**Aim of the exercise**: Take the material below and output exactly the run of lines from the one containing "Per instance of the lips, set" down to the one containing "Per instance of the ground, set", with both included.

**Records for the exercise**:
►

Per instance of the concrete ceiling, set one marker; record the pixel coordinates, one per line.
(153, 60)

◄
►

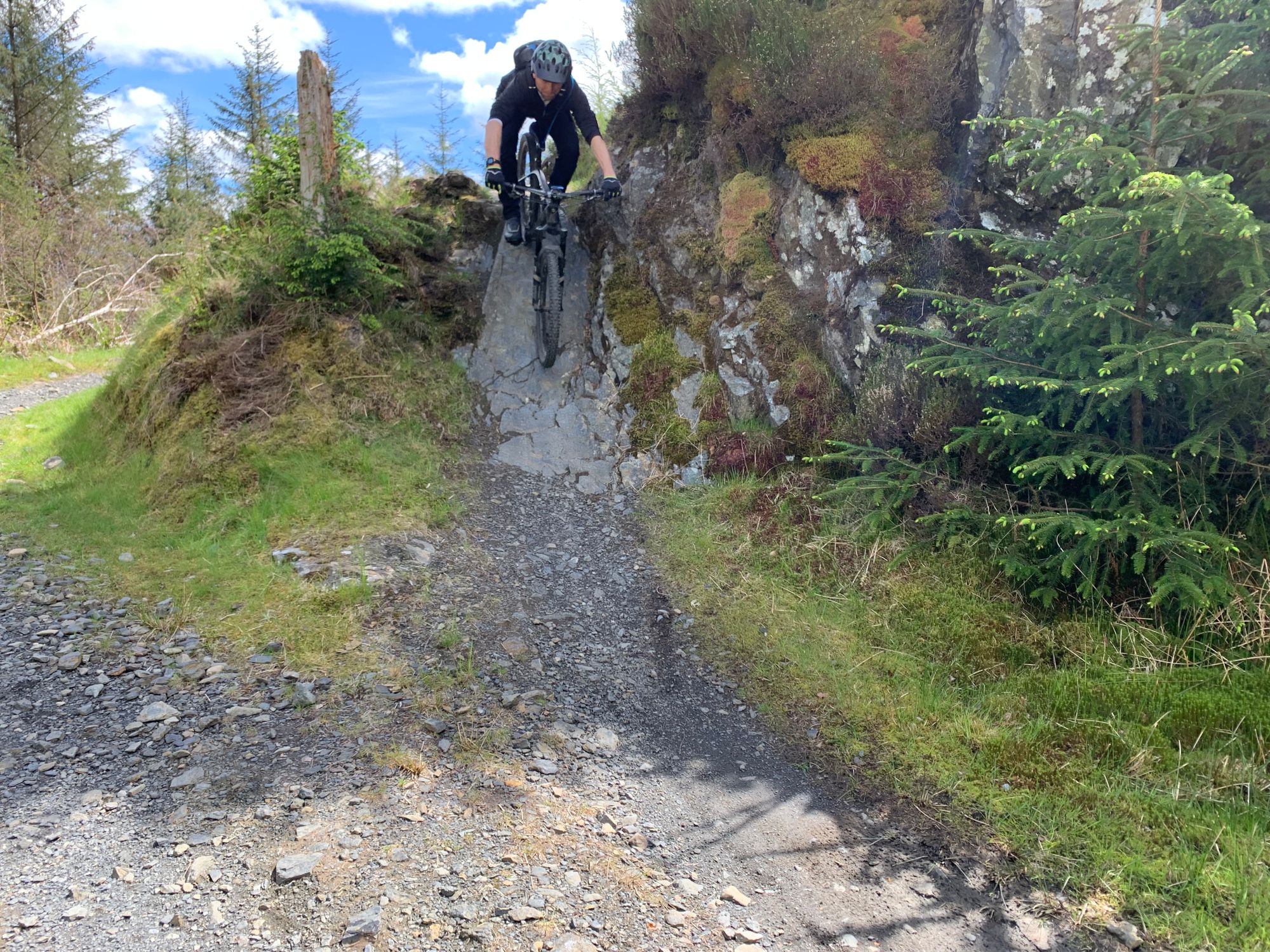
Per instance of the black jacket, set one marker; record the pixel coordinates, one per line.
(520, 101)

◄
►

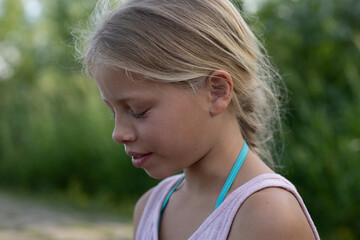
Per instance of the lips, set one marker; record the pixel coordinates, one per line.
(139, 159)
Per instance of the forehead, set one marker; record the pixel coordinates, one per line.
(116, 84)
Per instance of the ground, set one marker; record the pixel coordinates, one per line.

◄

**Exercise output**:
Per instance of the lips, set one marker; record the pixel coordinates, one per line.
(139, 159)
Per instance of the forehead, set one marker; record the pixel coordinates, one per line.
(116, 84)
Per instance of the ground, set one marker; record the pixel coordinates, one per line.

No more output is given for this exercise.